> [TASKS AND EXERCISES]:
(a) Read the report on Michelle Wie's first round below and decide whether each statement agrees with it: (i) Wie finished the round six strokes behind the leader; (ii) Wie's four straight birdies came before her four-hole stretch at five over par; (iii) Wie's wrist had troubled her for about a month. Answer yes or no for each, and quote the words that decide it.
(b) Carry on writing the report on Michelle Wie's first round, starting after its last sentence.

> [TEXT SEGMENT]:
# # # # #
ANA InspirationApril 4, 2019

Michelle Wie posts a 74, but does so pain free, 'a really big win for me'

ANA Inspiration - Round One
Matt SullivanRANCHO MIRAGE, CALIFORNIA - APRIL 04: Michelle Wie hits her tee shot on the 13th hole during the first round of the ANA Inspiration on the Dinah Shore course at Mission Hills Country Club on April 04, 2019 in Rancho Mirage, California. (Photo by Matt Sullivan/Getty Images)

RANCHO MIRAGE, Calif. — Golf careers don’t follow a linear path, of course, but Michelle Wie’s has taken more twists and turns than most, projected star and enigma among them.

So it was not unusual to see her follow a similarly erratic route in the first round of the ANA Inspiration on the Dinah Shore Tournament Course at Mission Hills Country Club here. Wie played a four-hole stretch in five-over par followed by four straight birdies en route to a two-over par 74, six off the lead held by Ally McDonald.

What was unusual was that she completed the round without apparent pain in a wrist that has bothered her for the better part of a year.
# # # # #
> [RECORDS SUPPLIED]:
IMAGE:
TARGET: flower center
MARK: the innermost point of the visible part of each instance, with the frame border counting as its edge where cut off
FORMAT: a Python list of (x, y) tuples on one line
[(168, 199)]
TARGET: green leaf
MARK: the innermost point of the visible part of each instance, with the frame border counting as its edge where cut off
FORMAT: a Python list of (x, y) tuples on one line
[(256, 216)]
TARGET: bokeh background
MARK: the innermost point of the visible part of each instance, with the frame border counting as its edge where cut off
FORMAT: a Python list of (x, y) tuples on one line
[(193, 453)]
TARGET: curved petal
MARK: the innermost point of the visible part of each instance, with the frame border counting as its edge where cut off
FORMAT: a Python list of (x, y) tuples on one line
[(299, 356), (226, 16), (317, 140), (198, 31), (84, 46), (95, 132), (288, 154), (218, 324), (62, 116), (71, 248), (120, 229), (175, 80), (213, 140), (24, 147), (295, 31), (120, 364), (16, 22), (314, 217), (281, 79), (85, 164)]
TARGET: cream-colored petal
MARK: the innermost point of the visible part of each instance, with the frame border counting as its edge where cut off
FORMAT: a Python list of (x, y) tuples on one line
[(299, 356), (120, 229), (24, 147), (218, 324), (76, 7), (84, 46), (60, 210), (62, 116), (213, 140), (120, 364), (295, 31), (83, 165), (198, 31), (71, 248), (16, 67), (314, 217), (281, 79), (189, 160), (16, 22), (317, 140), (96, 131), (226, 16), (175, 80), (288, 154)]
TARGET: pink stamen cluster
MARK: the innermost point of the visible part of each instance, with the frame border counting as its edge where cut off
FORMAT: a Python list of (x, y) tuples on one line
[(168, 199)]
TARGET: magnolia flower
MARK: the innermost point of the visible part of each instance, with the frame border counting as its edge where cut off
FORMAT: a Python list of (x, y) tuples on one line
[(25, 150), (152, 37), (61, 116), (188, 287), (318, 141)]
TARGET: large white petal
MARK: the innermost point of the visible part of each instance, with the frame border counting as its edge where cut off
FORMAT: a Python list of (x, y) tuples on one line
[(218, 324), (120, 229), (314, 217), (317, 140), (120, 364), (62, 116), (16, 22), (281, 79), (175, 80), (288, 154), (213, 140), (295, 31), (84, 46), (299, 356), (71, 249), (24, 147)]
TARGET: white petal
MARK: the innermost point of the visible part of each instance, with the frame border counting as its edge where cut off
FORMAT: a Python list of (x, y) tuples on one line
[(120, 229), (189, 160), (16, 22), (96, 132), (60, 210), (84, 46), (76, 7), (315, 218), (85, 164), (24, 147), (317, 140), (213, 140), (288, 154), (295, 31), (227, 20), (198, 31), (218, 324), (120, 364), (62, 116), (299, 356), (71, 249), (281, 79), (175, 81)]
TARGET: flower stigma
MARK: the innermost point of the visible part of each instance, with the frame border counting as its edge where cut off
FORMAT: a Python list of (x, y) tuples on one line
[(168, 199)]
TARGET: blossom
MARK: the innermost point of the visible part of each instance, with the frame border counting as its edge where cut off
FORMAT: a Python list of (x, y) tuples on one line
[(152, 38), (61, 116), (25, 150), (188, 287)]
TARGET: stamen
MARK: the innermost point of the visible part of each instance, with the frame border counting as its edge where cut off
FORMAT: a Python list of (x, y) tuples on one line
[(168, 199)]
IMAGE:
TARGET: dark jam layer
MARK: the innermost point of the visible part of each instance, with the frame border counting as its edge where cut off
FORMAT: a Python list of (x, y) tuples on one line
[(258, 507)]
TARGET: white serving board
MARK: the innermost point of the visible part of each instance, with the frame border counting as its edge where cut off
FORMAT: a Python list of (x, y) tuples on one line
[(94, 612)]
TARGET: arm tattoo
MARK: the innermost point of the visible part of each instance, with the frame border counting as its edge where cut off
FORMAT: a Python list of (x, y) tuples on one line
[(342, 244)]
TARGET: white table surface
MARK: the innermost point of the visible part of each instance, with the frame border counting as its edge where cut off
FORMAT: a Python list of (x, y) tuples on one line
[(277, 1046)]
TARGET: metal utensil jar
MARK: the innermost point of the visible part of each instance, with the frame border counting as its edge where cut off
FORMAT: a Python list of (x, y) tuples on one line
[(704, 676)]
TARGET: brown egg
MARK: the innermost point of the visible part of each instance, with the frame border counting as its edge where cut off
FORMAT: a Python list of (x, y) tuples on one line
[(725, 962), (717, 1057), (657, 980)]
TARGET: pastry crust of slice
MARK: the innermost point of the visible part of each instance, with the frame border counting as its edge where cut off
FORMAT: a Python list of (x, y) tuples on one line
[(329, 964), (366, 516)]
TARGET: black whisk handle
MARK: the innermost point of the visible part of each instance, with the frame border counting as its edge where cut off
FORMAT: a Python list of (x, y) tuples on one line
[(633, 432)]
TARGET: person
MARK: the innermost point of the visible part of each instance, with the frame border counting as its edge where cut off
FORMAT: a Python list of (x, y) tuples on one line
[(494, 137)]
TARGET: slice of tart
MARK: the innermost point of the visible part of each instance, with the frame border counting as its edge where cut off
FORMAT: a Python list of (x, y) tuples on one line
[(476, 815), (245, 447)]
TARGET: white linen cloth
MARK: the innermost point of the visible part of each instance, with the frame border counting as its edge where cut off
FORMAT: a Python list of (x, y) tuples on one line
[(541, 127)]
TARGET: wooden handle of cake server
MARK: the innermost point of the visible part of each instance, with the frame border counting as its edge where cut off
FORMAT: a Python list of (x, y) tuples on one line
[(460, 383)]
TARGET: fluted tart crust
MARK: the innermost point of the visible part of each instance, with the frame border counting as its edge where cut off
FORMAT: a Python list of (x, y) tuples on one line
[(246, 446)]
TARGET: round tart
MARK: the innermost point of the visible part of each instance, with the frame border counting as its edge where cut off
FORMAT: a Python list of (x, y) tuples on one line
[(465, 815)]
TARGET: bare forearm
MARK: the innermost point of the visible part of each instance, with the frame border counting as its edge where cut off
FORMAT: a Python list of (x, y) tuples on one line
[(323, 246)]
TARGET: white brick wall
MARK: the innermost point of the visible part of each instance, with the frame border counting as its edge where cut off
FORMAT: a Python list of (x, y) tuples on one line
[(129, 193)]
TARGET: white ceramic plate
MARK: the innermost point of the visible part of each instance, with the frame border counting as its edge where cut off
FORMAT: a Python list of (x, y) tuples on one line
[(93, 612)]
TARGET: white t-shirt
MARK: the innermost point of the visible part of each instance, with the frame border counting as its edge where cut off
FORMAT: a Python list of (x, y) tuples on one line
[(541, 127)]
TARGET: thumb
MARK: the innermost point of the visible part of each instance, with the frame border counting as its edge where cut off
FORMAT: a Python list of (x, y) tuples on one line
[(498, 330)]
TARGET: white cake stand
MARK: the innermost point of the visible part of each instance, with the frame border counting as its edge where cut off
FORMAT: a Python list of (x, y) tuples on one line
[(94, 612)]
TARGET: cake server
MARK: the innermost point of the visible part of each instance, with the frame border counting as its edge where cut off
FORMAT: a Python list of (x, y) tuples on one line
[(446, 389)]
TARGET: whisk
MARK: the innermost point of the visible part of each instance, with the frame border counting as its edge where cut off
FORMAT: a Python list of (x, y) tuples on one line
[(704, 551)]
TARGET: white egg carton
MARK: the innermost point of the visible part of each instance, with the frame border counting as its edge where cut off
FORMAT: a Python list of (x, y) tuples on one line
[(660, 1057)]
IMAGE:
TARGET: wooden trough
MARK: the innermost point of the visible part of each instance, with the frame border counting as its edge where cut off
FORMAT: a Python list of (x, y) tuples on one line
# # # # #
> [EXERCISE RESULTS]:
(a)
(i) Yes: "six off the lead held by Ally McDonald."
(ii) No: "a four-hole stretch in five-over par followed by four straight birdies"
(iii) No: "a wrist that has bothered her for the better part of a year."

(b)
“I’m very happy, considering how badly it went in Singapore [the HSBC Women’s World Championship] and how awful I felt there," she said. "I’m very happy to be feeling the way I did today. I feel good. I feel like I can play 18 more holes. That’s a really big win in my book.”

This was only the fifth round she has played all year, four of them coming in the Honda LPGA Thailand in February. A week later, she was 10 over par through 14 holes in the HSBC Women’s World Championship and withdrew because of the wrist.

Last week, she intended to play in the Kia Classic, but withdrew before even making the trip to San Diego.

“It was definitely a battle today,” she said. “I’m proud of myself for coming back. The front nine felt really rusty. Had no rounds of golf in me. The string of birdies helped my confidence a lot. I knew I needed to get the rust out.”

Wie, 29, also was wielding a new putter and putting stroke, a cross-handed version of what Matt Kuchar does, the putter grip running up his left arm. She only began using it about a week ago, she said.

“It’s a work in progress.”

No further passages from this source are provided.